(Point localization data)
= = = =

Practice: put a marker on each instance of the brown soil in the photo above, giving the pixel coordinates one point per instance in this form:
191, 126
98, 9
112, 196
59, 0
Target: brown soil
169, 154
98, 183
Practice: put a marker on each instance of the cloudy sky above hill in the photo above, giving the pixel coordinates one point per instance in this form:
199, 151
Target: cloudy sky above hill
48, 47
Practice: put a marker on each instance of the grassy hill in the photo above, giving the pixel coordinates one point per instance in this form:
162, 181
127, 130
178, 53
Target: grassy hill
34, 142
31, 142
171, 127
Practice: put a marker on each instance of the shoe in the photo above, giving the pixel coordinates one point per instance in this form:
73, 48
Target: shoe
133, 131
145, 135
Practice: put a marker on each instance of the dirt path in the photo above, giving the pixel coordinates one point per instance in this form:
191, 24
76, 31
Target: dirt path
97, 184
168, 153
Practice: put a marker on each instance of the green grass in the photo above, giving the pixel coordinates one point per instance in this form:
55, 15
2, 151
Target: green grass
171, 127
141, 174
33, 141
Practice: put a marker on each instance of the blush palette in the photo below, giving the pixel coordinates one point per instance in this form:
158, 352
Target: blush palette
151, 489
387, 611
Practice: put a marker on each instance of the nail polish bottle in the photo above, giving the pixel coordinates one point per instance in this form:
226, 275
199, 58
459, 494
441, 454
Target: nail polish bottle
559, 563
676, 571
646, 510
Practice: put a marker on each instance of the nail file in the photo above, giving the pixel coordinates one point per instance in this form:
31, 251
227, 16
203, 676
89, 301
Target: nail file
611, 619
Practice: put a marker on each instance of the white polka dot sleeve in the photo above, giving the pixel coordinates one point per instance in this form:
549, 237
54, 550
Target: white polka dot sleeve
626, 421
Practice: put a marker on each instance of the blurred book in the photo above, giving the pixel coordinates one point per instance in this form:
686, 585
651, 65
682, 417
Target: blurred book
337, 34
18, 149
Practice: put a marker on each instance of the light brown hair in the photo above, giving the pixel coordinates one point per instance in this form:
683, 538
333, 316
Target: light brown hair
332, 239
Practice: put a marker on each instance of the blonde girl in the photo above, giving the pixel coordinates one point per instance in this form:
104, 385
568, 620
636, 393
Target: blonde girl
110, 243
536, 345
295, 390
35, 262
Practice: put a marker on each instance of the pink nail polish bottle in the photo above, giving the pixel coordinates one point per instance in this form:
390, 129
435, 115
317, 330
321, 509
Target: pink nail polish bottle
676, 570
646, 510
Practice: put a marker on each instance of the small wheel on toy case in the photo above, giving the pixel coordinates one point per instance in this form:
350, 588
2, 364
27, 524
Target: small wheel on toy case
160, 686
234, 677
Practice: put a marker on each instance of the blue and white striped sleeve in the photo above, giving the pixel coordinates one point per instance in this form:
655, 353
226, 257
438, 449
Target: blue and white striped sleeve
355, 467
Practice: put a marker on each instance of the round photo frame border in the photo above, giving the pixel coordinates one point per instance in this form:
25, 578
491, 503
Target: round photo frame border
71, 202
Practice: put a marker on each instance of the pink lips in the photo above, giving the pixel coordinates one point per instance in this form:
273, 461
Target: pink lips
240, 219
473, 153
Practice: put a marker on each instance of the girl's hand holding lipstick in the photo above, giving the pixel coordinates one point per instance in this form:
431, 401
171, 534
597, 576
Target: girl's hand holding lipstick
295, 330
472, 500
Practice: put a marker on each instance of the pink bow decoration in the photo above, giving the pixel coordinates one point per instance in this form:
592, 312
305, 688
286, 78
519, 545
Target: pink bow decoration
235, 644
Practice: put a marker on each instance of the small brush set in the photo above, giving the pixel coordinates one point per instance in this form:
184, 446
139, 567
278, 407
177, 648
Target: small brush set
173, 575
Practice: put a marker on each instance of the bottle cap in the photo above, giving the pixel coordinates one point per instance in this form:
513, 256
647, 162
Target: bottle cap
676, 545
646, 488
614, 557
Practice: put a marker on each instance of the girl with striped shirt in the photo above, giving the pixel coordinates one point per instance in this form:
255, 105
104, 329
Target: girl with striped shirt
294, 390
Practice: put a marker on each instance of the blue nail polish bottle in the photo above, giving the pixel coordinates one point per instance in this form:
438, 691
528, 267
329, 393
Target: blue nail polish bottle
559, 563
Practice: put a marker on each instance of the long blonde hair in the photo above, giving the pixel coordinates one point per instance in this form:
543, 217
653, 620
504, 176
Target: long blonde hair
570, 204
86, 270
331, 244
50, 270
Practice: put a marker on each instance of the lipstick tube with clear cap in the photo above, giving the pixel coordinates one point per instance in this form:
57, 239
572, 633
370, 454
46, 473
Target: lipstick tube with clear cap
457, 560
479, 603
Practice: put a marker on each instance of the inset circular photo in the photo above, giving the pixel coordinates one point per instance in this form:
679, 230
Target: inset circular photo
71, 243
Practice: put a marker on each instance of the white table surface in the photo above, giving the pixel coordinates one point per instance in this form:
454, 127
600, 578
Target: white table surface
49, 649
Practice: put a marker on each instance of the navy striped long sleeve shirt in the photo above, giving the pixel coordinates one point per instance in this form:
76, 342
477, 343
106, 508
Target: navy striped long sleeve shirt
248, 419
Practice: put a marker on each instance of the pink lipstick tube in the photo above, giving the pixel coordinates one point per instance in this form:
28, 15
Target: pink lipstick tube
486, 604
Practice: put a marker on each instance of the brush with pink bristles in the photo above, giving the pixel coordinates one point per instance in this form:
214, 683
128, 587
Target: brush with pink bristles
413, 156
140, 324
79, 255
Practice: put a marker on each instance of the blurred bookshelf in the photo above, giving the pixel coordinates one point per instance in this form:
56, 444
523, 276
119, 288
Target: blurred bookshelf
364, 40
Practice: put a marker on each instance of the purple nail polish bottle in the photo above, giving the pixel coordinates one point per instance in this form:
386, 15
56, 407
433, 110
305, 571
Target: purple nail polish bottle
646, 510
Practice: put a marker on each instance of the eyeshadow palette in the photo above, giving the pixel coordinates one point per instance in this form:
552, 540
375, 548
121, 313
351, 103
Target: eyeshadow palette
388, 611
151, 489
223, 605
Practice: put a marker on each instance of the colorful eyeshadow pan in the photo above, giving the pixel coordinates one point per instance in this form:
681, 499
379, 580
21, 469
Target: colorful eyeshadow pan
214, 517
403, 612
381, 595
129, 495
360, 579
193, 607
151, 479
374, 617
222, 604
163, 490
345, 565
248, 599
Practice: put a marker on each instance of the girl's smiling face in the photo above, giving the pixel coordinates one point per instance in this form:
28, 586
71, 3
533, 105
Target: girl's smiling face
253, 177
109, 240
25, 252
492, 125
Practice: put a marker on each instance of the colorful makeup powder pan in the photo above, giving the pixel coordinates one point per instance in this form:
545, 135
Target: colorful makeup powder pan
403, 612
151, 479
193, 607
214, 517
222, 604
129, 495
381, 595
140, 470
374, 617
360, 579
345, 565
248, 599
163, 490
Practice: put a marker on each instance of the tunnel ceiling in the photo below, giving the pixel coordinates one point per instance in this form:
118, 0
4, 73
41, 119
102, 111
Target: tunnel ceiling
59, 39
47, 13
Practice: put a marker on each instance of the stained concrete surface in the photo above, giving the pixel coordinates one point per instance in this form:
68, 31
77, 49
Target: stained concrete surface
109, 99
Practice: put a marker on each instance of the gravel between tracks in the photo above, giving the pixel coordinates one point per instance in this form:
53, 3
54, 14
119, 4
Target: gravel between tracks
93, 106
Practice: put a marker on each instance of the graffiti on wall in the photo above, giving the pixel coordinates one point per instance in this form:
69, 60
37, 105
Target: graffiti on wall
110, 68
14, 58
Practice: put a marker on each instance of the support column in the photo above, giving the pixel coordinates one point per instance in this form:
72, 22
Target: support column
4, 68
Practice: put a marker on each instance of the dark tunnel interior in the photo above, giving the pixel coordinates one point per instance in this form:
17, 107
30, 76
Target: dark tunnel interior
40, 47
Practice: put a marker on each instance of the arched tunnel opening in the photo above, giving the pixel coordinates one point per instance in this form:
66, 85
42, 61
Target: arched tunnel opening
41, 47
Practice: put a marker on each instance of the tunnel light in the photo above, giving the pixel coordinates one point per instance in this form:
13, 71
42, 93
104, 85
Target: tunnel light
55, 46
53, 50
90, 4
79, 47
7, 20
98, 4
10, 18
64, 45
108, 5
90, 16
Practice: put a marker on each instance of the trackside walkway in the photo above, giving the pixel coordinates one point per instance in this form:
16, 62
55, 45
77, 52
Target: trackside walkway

= = = =

Task item:
Which of the lines above mention the word "trackside"? Pull those lines out.

Written response:
Practice: put a marker on each instance of the trackside walkway in the photo above, giving the pixel coordinates one point per instance in this form:
Target: trackside walkway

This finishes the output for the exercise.